One hallmark of an expanding economy is increased lending to businesses. As more capital becomes available, borrowers need to know how best to negotiate the terms and conditions under which they acquire it.
In a Part One of this series (see page 39), this author proposed strategies a borrower might adopt when negotiating a commercial loan commitment. While reasonable minds will differ on what points should be raised at that early stage, a number of matters inevitably remain for negotiation in the loan agreement itself. This article will examine a typical asset-based loan agreement and outline practical steps the borrower’s counsel should take in order to insure that the closing proceeds smoothly and on time.
Satisfying Conditions Precedent
The loan agreement will list a number of items the borrower must deliver as a precondition to funding. Pay close attention to these items from the outset, particularly ones that will require performance by third parties. These parties might include:
Title companies. A lender taking real estate collateral will require an ALTA Standard Loan Policy insuring the validity and priority of its mortgage lien. Engage your title insurer at once and provide it with the list of the lender’s required endorsements. Unexpected difficulties often arise during title clearance and the careful borrower’s counsel will leave herself the maximum time to get it accomplished.
Surveyors. Most real estate lenders require a new survey. The surveyor must be hired and provided a list of the lender’s requirements as well as copies of existing title evidence. Engaging the surveyor quickly is particularly critical in “year-end” transactions where surveyors often have more fieldwork than they can timely perform.
Landlords. Some states afford landlords a statutory security interest in personal property of the tenant located on the leased premises in order to secure rental obligations. A lender advancing against inventory and equipment stored on such sites will frequently ask all (or major) lessors to waive or subordinate their landlords’ liens. The borrower should not assume that these negotiations will be painless (or even successful) and must forward the draft letters to the landlords quickly.

Parts of the exercise>
1 – In the loan agreement passage, what title insurance policy will a lender taking real estate collateral require?
2 – Repeat the stretch of the loan agreement passage from "Satisfying Conditions Precedent" through "get it accomplished.".
3 – Carry on the loan agreement passage from the point where it stops.

Records>

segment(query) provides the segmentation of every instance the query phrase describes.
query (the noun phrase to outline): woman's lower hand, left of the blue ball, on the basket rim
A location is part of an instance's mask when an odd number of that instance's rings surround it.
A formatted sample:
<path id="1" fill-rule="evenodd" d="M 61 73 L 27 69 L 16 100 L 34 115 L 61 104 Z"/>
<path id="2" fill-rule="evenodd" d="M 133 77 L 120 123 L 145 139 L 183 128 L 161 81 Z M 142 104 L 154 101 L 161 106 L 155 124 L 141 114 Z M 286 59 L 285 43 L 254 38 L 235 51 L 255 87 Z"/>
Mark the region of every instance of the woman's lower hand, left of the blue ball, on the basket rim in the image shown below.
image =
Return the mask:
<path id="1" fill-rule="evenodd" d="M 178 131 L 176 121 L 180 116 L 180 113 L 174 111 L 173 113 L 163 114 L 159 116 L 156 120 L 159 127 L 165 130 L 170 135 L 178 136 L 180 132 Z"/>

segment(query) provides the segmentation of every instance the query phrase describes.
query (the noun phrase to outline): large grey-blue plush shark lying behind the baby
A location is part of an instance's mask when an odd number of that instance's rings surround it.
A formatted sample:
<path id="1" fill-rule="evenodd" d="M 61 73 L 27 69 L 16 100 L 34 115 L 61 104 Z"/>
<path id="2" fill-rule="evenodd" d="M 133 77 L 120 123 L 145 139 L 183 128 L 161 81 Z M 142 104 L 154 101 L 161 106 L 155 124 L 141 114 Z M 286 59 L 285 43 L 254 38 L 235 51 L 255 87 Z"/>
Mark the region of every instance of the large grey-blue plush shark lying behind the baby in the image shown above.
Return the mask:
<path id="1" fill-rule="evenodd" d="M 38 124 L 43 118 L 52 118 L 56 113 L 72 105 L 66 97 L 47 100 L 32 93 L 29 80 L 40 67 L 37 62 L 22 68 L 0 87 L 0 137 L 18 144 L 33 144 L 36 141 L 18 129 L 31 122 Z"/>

Answers for this exercise>
1 – An ALTA Standard Loan Policy insuring the validity and priority of its mortgage lien.

2 –
Satisfying Conditions Precedent
The loan agreement will list a number of items the borrower must deliver as a precondition to funding. Pay close attention to these items from the outset, particularly ones that will require performance by third parties. These parties might include:
Title companies. A lender taking real estate collateral will require an ALTA Standard Loan Policy insuring the validity and priority of its mortgage lien. Engage your title insurer at once and provide it with the list of the lender’s required endorsements. Unexpected difficulties often arise during title clearance and the careful borrower’s counsel will leave herself the maximum time to get it accomplished.

3 –
Try to obtain the lender’s agreement that you need not obtain letters from all lessors but only from some lesser percentage, such as 75 percent. Do not be surprised however, if the lender insists that acceptable waiver letters be delivered for all sites deemed crucial to the borrower’s business operations.
Auditors. When a loan closes sometime after the close of a company’s most recent fiscal year, lenders may ask for an audit of the “stub period” from the date of the last audited statements to an agreed-upon date prior to closing. If the lender cannot be dissuaded, the auditor must begin work at once.
Local Counsel. Local counsel must frequently be engaged in multistate transactions for any number of reasons. Negotiations over their opinions are often more protracted than anyone would wish, which is why the borrower should put the lender’s proposed form of legal opinion into local counsel’s hands as early as possible. Far too many transactions find the lender and local counsel still arguing over opinions on the day of closing.
Many provisions are common to loan agreements. The borrower’s ability to revise them will depend not only on its financial strength but also on market terms generally. Nonetheless, the borrower’s counsel should keep certain ideas in mind.
Establish whether the borrower’s receipts must be paid directly into a lockbox controlled by the lender. If so, determine whether it can be a “soft” lockbox (where the borrower may withdraw funds from the account prior to an event of default without lender approval) or must be a “hard” lockbox (where withdrawals must be consented to, or pre-approved, throughout the life of the loan). In most cases, a soft lockbox is all that will be required although the lender will always be granted the right to debit the account for regular debt service.
Representations and Warranties
All loan agreements require the borrower to recite certain facts as true and to acknowledge that the lender is relying on the truth of those recitations. There are two schools of thought about representations and warranties. Many view the terms interchangeably.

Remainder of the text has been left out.